Problem 1 -
Find every row below that contains the word "green" and copy each of those rows.

================

Kate Hendry, University of Bristol, UK
Kate Hendry is a Royal Society University Research Fellow in the School of Earth Sciences at the University of Bristol. She received her MSci in Natural Sciences from Queens’ College, University of Cambridge, in 2004, before carrying out her DPhil in Antarctic Biogeochemistry at Oxford University with Ros Rickaby. Read more
Make a nomination for the 2017 Houtermans Award
before 15 November 2016.
About the Houtermans Award
The Houtermans award is bestowed annually to a scientist within 12 years from the start of PhD, which must be completed. Eligibility is determined by the status of the candidate at the close of the year in which nominations are received and not the year the award is presented; hence, for the 2017 Houtermans Award, candidates should have started their PhD in 2004 at the earliest.
The award recognizes a single exceptional contribution to geochemistry, published as a single paper or a series of papers on a single topic. It is named in honor of Friedrich Georg Houtermans, a Dutch-Austrian-German physicist.
The award is presented annually at the Goldschmidt Conference. The award consists of an engraved medal, an honorarium (1000 Euros) and a certificate.

================

Problem 2 -
Write down the part of the Houtermans Award text above between "The award recognizes" and "and a certificate.", inclusive.

Data rows -
================

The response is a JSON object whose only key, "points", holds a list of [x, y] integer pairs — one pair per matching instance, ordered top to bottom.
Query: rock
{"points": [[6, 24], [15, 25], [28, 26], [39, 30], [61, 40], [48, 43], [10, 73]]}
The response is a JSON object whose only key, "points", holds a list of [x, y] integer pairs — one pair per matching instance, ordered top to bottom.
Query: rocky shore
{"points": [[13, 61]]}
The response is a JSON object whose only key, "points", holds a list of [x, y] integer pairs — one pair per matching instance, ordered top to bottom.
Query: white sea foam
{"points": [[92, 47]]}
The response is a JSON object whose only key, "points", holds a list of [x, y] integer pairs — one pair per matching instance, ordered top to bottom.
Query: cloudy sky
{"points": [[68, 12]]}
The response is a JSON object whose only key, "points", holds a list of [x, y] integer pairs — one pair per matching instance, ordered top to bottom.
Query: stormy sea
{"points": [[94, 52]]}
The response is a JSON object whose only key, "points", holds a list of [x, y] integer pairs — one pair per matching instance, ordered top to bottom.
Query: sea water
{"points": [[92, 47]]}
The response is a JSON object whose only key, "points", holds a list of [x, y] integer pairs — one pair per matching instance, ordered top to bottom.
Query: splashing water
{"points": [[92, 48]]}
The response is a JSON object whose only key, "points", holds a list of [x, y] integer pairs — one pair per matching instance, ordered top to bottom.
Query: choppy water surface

================

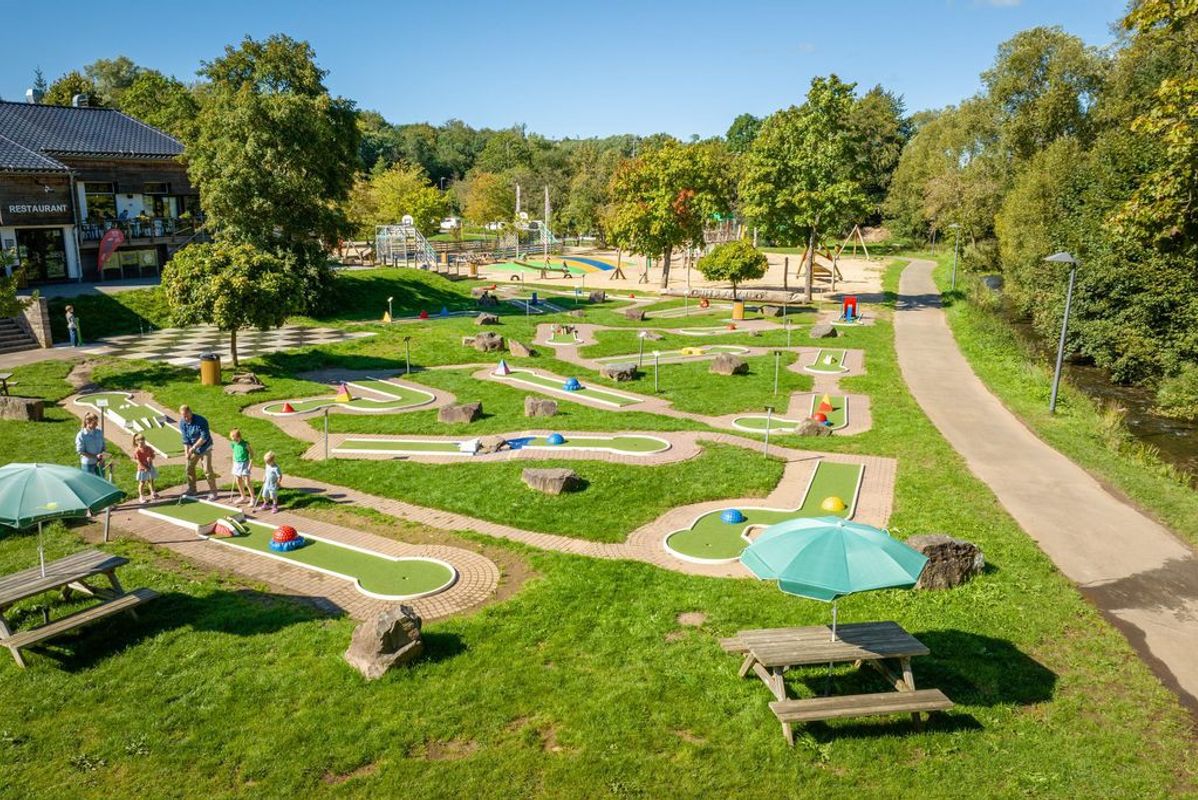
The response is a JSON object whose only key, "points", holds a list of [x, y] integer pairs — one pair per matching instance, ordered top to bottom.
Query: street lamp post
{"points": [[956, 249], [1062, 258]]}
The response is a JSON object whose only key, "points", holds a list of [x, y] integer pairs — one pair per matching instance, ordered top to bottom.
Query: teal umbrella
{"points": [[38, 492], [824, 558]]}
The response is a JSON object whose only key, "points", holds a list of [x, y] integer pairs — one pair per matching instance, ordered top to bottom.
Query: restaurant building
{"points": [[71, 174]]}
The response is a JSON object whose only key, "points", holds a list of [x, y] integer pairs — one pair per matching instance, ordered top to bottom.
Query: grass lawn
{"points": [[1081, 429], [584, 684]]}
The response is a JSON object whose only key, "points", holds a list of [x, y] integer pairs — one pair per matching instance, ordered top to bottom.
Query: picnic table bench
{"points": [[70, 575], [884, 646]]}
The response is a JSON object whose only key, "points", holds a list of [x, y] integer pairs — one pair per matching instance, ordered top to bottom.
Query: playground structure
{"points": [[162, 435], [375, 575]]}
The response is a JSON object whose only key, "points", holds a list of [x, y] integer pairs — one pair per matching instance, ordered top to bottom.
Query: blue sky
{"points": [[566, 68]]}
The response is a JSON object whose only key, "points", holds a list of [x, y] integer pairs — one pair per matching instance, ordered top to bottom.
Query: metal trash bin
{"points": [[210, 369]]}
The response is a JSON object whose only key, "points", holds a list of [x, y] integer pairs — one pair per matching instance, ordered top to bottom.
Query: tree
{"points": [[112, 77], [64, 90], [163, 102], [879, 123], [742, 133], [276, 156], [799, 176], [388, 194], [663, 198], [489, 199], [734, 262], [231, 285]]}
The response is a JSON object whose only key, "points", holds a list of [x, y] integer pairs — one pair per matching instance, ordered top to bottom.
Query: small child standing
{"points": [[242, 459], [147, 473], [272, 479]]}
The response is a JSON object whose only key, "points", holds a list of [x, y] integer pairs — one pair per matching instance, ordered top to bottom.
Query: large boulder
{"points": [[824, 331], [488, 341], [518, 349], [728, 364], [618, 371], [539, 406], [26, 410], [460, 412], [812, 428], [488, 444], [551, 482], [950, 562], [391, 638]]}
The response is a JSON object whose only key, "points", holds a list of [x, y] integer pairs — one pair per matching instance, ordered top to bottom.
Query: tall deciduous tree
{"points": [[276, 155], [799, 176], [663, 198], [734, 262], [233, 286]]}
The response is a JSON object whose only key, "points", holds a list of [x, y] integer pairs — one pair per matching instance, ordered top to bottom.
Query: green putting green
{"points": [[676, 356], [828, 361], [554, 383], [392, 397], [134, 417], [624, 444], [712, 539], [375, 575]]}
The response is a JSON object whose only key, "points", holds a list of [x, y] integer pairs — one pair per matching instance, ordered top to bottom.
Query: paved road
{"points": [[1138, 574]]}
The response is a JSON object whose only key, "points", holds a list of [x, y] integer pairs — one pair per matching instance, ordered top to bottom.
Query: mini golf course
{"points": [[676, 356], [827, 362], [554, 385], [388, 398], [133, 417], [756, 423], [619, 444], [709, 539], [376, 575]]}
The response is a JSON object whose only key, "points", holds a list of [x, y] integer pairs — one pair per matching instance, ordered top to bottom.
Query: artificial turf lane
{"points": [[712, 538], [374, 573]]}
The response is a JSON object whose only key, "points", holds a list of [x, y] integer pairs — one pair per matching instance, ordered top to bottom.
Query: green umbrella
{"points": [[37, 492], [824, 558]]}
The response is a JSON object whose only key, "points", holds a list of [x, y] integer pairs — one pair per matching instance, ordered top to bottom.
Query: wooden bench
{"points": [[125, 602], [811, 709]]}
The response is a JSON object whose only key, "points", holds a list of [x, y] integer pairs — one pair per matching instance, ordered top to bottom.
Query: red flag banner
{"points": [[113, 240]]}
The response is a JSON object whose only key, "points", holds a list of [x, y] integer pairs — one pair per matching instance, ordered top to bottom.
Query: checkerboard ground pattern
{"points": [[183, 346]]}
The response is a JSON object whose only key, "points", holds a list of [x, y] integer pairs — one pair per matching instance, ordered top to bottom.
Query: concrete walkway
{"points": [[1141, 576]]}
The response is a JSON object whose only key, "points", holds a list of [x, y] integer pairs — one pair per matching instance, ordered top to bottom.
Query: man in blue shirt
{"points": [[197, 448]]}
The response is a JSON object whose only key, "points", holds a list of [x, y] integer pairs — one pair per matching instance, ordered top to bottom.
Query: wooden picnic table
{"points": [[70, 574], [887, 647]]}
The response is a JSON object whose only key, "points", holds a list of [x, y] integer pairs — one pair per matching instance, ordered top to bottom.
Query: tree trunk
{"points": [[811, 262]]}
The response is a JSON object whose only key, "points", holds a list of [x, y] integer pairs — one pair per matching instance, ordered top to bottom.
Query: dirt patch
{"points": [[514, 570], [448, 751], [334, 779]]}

================

Task output 1 -
Query: green putting green
Query: green umbrella

Task output 2 -
The award recognizes a single exceptional contribution to geochemistry, published as a single paper or a series of papers on a single topic. It is named in honor of Friedrich Georg Houtermans, a Dutch-Austrian-German physicist.
The award is presented annually at the Goldschmidt Conference. The award consists of an engraved medal, an honorarium (1000 Euros) and a certificate.